Begin at the line of the data that contains "Expected: one point per instance of the white countertop" and copy every line through the end of the data, shifting each coordinate in the answers by adding 138 to it. Leave the pictures out.

-------- Listed records

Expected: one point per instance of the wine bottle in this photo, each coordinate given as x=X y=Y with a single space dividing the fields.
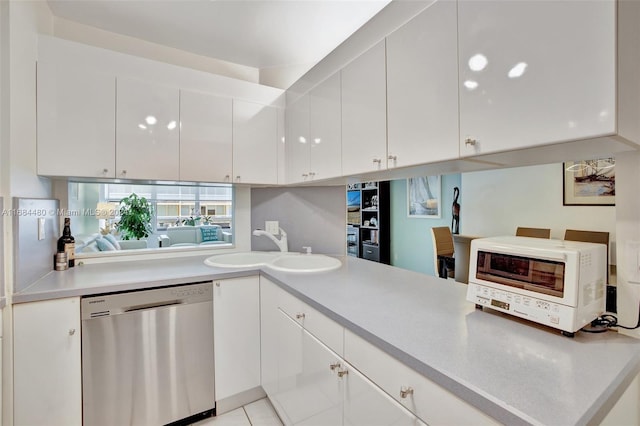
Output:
x=67 y=244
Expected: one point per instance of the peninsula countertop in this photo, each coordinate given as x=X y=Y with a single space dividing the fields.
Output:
x=513 y=370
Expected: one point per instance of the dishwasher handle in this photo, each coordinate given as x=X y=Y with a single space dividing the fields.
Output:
x=152 y=306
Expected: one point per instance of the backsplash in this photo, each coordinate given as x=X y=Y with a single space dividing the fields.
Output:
x=313 y=216
x=33 y=258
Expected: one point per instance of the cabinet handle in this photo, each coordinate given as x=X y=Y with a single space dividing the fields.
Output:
x=406 y=391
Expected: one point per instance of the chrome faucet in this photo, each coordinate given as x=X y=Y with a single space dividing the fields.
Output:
x=281 y=243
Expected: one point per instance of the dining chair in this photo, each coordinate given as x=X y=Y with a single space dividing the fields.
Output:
x=600 y=237
x=533 y=232
x=443 y=252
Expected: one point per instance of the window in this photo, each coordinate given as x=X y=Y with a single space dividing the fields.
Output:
x=173 y=205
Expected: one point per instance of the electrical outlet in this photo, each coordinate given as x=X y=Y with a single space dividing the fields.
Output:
x=632 y=249
x=41 y=233
x=272 y=227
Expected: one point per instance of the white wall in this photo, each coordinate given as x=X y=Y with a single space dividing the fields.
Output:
x=496 y=202
x=133 y=46
x=628 y=229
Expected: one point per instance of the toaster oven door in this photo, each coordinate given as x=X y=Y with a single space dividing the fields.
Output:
x=542 y=276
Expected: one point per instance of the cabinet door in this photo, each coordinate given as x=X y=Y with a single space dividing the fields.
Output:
x=367 y=404
x=422 y=88
x=255 y=132
x=147 y=131
x=205 y=137
x=76 y=122
x=298 y=140
x=325 y=130
x=47 y=363
x=535 y=72
x=364 y=113
x=429 y=401
x=269 y=335
x=236 y=313
x=309 y=391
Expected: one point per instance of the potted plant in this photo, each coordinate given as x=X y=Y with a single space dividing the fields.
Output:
x=135 y=217
x=193 y=221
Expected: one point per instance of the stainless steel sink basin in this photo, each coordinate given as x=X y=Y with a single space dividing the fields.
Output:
x=279 y=261
x=246 y=259
x=304 y=263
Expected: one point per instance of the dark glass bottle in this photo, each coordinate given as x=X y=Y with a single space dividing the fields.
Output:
x=66 y=243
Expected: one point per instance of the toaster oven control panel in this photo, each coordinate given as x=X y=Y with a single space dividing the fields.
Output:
x=530 y=308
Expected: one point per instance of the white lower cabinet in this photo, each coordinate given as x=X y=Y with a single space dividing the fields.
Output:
x=47 y=382
x=310 y=383
x=236 y=319
x=427 y=400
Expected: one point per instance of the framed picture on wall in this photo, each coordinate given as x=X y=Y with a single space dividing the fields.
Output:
x=424 y=199
x=589 y=182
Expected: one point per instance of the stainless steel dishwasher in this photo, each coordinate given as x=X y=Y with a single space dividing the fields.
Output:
x=147 y=356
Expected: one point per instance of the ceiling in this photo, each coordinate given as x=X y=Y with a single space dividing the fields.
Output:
x=259 y=34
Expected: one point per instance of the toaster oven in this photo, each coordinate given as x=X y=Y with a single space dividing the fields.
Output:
x=561 y=284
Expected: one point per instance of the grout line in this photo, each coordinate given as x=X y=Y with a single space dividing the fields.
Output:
x=247 y=415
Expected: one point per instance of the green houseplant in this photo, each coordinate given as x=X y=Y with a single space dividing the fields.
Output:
x=135 y=217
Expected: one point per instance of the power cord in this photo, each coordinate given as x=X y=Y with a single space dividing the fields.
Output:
x=605 y=322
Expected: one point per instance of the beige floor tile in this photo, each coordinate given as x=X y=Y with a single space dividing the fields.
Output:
x=261 y=413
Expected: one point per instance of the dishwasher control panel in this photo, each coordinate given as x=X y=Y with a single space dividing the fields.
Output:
x=140 y=300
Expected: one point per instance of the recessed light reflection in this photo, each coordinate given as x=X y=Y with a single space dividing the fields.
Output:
x=517 y=70
x=478 y=62
x=470 y=84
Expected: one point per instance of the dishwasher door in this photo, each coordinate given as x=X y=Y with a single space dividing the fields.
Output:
x=147 y=356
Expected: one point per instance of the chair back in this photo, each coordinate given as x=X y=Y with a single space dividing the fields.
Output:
x=442 y=244
x=600 y=237
x=533 y=232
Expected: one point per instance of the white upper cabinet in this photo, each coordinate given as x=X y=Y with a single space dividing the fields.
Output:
x=422 y=88
x=298 y=140
x=364 y=113
x=76 y=122
x=535 y=72
x=325 y=129
x=147 y=131
x=255 y=134
x=205 y=137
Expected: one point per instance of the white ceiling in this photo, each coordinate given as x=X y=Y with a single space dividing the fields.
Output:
x=259 y=34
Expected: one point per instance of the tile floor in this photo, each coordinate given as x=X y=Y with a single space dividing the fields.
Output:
x=258 y=413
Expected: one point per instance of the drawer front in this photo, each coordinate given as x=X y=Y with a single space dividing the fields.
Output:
x=319 y=325
x=371 y=252
x=430 y=402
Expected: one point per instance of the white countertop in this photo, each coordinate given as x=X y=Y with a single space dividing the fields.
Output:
x=515 y=371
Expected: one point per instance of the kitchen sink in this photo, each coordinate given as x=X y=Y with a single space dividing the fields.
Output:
x=295 y=262
x=242 y=259
x=279 y=261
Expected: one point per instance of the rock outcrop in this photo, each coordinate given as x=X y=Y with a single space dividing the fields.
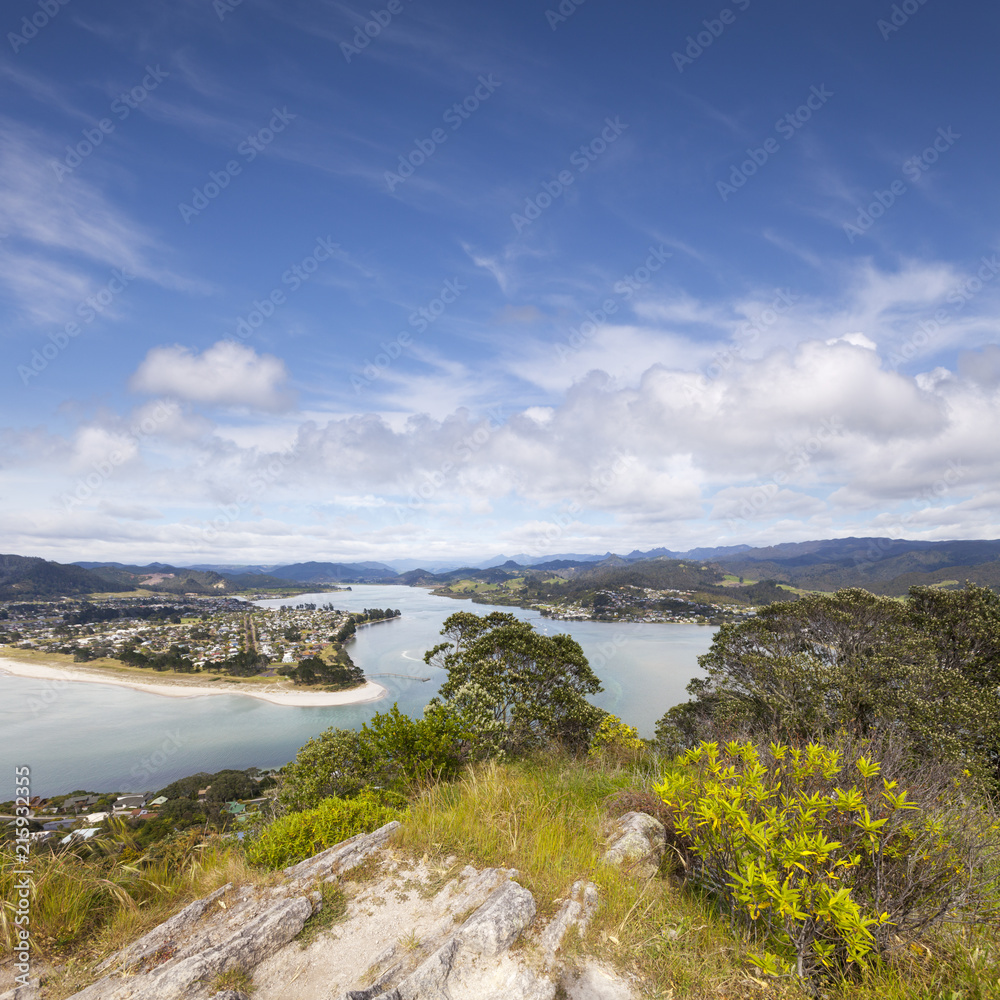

----------------

Finished task
Expected: one point per instance of the white countertop in this photo, each coordinate given as x=X y=Y with a single space dividing the fields.
Output:
x=653 y=509
Expected: one point per instance of the kitchen sink in this photo, each coordinate given as x=X y=Y with a single space dividing the fields.
Output:
x=433 y=400
x=380 y=397
x=417 y=399
Expected: one point per instance of the rock outcrop in this photo, each coordinate given as x=X y=Y with a single space dividing the fields.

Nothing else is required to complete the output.